## TASK REQUIREMENTS
1: What minimum amount of RAM does the Qristal guide list as a system requirement?
2: Write the next part of the Qristal guide, picking up after its final line.

## QUOTED TEXT
---*---

When ready, submit your fork as a pull request to the QB GitHub repository, filling out the pull request form.
When describing the pull request, please include as much detail as possible regarding the changes made/new features added/performance improvements. If including any bug fixes, mention the issue numbers associated with the bugs.
Once you have submitted the pull request, the CI pipeline will automatically run to ensure that all tests continue to pass.
We may ask for changes to a pull request if it requires more documentation or unit tests to better make use of it.
Last but not least, thank you for taking the time to contribute.
Emulator
Qristal Emulator Getting Started Guide
1. Check that your system meets minimum requirements
16 GB RAM
x86 processor
A working Linux system. Windows Subsystem for Linux 2 (WSL) is fine.
2. Install Docker
Instructions for installing Docker can be found here. You only need the Engine, not the Desktop.
If you have NVIDIA GPUs on your system and want to use them, you will also need to install the NVIDIA Container Toolkit.
3. Log in to the Gitlab Docker registry
Open a terminal and run:
sudo docker login -u XXXX registry.gitlab.com
where XXXX
is replaced with your Gitlab username. Depending on your Gitlab authentication settings, you may need to work through getting a token and/or setting up two-factor authentication. If you have trouble, please refer to this guide.
4. Get the Qristal Emulator Image
In a terminal, run:
sudo docker run --rm -it --name emulator registry.gitlab.com/qbau/software-and-apps/public-restricted/emulator/qristal-emulator
If you have NVIDIA GPUs on your system and want to use them, insert --gpus all
after run
in the command above.
5. Activate the image using your license key
At the command prompt inside the image, run the following commands, replacing XXXXX-XXXXX-XXXXX-XXXXX
with the license key that you have received from Quantum Brilliance:
mkdir /qb
echo -e '{\n "isFloatingLicense": true,\n "LicenseKey": "XXXXX-XXXXX-XXXXX-XXXXX"\n}' > /qb/QB-Emulator-License.json
6. Test that your image is successfully activated
Navigate to the Python examples folder in the image
cd /mnt/qb/qristal/examples/python
Run a simple example that uses a noise model. First, using a noise model that is built into the open-source version of Qristal and does not require an emulator license:
python3 noise_model.py
Next, retry the example using a noise model imported from the emulator:
python3 noise_model.py --qdk
You should see something similar to the following:
Running in virtual machine: enforcing floating license!

---*---

## DATASET RECORDS
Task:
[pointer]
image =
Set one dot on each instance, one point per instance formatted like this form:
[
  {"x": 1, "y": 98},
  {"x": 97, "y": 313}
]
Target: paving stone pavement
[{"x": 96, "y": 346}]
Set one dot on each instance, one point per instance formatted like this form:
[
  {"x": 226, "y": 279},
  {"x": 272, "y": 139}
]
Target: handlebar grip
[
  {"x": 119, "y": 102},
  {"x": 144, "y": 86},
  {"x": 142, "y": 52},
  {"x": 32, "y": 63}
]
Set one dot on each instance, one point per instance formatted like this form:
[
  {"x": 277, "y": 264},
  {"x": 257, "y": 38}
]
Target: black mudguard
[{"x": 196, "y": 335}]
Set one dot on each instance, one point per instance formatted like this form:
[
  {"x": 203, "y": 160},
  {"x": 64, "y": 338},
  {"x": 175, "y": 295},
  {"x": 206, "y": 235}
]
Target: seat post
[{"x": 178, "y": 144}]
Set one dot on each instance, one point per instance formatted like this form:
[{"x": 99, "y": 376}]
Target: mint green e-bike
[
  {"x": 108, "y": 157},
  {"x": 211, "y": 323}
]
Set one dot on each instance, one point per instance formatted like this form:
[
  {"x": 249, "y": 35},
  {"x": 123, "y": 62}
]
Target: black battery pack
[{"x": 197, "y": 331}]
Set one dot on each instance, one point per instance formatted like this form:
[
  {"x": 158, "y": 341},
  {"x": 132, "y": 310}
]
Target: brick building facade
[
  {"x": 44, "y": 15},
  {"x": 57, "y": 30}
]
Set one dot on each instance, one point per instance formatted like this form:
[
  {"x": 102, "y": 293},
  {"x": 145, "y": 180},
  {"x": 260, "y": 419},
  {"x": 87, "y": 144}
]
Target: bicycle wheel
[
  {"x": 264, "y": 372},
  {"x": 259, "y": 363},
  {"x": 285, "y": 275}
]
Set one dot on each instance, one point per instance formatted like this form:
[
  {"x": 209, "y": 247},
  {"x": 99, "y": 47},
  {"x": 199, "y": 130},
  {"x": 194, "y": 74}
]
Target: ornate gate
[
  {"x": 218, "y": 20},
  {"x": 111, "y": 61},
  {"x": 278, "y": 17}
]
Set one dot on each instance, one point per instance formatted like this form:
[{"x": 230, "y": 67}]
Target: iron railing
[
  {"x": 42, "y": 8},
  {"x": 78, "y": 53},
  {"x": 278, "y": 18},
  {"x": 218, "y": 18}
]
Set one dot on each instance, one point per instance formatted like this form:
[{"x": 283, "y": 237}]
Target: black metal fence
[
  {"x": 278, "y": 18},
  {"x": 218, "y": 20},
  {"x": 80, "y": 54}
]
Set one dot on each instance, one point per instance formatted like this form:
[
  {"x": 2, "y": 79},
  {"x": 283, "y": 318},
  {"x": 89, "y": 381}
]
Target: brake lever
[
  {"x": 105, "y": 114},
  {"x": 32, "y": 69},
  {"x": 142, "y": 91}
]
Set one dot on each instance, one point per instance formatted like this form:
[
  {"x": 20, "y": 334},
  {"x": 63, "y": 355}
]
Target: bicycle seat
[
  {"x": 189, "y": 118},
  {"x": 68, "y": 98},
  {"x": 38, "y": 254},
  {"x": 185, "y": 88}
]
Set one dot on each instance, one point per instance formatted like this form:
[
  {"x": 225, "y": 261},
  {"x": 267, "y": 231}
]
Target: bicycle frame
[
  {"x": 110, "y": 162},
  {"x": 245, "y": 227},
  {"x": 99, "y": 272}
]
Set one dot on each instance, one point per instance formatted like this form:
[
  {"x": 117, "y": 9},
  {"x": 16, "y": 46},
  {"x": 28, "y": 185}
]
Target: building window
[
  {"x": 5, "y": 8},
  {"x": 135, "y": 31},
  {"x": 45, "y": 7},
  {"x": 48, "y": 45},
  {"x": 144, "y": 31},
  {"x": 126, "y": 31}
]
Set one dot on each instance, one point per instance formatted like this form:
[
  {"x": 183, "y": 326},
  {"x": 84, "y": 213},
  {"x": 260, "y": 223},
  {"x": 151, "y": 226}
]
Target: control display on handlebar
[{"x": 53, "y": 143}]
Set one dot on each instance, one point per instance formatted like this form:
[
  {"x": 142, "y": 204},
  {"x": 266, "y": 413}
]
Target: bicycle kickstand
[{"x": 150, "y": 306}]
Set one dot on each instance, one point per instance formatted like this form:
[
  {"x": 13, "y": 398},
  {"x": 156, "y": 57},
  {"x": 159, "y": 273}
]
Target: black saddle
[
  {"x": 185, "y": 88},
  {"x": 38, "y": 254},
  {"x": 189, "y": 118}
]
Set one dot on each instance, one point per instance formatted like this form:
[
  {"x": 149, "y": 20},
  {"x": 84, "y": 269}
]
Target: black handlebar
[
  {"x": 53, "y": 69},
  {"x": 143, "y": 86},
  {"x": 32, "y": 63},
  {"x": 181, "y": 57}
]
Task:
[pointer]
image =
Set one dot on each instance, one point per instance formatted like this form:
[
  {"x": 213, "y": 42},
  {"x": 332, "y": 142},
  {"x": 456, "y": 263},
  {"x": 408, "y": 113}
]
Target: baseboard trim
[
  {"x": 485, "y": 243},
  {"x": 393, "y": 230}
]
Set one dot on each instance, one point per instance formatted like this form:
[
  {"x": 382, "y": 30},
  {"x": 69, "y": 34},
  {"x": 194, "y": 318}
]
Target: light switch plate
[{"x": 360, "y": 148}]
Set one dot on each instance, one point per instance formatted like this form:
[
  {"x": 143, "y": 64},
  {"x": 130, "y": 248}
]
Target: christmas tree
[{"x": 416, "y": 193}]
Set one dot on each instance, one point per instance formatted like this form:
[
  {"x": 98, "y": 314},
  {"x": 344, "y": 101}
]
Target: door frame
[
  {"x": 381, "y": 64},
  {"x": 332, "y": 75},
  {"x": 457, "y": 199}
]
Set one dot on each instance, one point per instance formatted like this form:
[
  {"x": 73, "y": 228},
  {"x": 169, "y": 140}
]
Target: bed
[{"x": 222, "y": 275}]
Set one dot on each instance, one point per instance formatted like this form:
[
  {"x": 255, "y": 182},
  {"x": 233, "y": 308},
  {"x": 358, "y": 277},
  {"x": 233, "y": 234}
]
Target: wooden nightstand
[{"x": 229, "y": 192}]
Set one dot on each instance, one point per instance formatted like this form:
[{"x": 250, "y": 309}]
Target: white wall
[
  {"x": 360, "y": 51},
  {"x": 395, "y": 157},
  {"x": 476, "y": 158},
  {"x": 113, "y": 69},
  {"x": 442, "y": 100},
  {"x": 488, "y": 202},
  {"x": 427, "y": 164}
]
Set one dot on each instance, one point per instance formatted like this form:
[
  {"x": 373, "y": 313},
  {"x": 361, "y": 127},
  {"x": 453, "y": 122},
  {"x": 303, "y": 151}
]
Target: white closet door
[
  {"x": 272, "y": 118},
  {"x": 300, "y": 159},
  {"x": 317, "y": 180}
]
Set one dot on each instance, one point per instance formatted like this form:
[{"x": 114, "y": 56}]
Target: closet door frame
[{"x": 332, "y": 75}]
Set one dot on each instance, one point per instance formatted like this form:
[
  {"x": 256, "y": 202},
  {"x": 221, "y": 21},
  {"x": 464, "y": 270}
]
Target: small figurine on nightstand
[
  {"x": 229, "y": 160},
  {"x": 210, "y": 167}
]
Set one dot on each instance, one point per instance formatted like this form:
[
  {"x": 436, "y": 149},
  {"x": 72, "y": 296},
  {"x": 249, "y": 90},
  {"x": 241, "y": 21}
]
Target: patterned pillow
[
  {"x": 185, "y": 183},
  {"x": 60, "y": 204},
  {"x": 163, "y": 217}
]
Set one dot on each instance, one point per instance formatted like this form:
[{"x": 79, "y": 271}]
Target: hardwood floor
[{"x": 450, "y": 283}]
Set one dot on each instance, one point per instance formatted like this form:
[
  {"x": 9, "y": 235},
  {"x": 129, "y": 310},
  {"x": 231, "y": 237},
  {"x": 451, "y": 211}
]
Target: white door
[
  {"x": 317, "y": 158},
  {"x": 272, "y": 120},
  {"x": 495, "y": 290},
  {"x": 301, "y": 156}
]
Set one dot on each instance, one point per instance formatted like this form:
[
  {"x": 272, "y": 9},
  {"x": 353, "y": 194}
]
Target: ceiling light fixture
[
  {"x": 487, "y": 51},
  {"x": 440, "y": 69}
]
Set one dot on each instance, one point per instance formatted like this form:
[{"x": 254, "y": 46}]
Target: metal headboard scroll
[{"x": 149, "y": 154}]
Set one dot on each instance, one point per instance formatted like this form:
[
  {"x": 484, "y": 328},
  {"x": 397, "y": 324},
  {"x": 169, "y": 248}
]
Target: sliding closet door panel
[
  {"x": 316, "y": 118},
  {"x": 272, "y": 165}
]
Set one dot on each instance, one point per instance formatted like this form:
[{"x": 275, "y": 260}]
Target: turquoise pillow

---*---

## RESPONSE LIST
1: 16 GB of RAM.

2:
Retrieving license-key and floating-setting from json file: /qb/QB-Emulator-License.json
{
"LicenseKey": "XXXXX-XXXXX-XXXXX-XXXXX",
"isFloatingLicense": true
}
Provided floating license, key: XXXXX-XXXXX-XXXXX-XXXXX, productID: 20053 and machine code: floating-7943610145998300972
Provided floating license, key: XXXXX-XXXXX-XXXXX-XXXXX, productID: 20053 and machine code: floating-7943610145998300972
{
"00": 274,
"01": 247,
"10": 234,
"11": 269
}
7. Run some other examples
Go to the Python examples folder in the image:
cd /mnt/qb/qristal/examples/python
Run example
qsim_noisy.py
usingpython3 qsim_noisy.py
. You should get the output:
{'110': 1024}
Install the text editor
nano
to edit the noise properties usingapt install nano
.Open
qsim_noisy.py
with the text editornano
usingnano qsim_noisy.py
Within the text editor, turn on noise properties by uncommenting lines
s.noise = True
s.noise_model = qb.core.NoiseModel("qb-nm1", n_qbits)
Exit the text editor by hitting
Ctrl + x
, then entery
to save changes, then hitEnter
.Rerun the example using the same command
python3 qsim_noisy.py
. You should see something similar to this output:
Running in virtual machine: enforcing floating license!
Retrieving license-key and floating-setting from json file: /qb/QB-Emulator-License.json
{
"LicenseKey": "XXXXX-XXXXX-XXXXX-XXXXX",
"isFloatingLicense": true
}
Provided floating license, key: XXXXX-XXXXX-XXXXX-XXXXX, productID: 20053 and machine code: floating-5076244496556924759
Provided floating license, key: XXXXX-XXXXX-XXXXX-XXXXX, productID: 20053 and machine code: floating-5076244496556924759
{'000': 1, '010': 18, '100': 7, '110': 982, '111': 16}
Try out a C++ example with CUDA Quantum. Navigate to the example folder:
cd /mnt/qb/qristal/examples/cpp/benchmark1_cudaq/
Build and run the example:
mkdir build
cd build
cmake ..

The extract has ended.